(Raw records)
** Start **

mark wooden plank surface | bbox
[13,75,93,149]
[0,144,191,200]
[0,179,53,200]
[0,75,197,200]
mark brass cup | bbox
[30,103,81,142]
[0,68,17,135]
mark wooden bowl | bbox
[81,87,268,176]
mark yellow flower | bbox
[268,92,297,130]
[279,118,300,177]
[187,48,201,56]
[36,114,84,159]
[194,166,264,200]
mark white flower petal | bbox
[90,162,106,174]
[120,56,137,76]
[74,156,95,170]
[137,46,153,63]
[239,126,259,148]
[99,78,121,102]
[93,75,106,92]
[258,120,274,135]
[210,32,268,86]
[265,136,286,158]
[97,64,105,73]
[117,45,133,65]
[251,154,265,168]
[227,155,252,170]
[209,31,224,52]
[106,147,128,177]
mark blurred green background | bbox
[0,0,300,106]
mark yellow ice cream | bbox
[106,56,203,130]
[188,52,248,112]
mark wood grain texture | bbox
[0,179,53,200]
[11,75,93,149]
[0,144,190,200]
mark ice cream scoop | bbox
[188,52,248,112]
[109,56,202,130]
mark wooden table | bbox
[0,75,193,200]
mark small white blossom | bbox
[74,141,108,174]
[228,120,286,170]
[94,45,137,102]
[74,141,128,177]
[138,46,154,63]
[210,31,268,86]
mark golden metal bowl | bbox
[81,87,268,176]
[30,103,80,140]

** End **

◆ What this task involves
Give only the number of lines in the records above that contain the word "mark".

◆ Solution to the exercise
12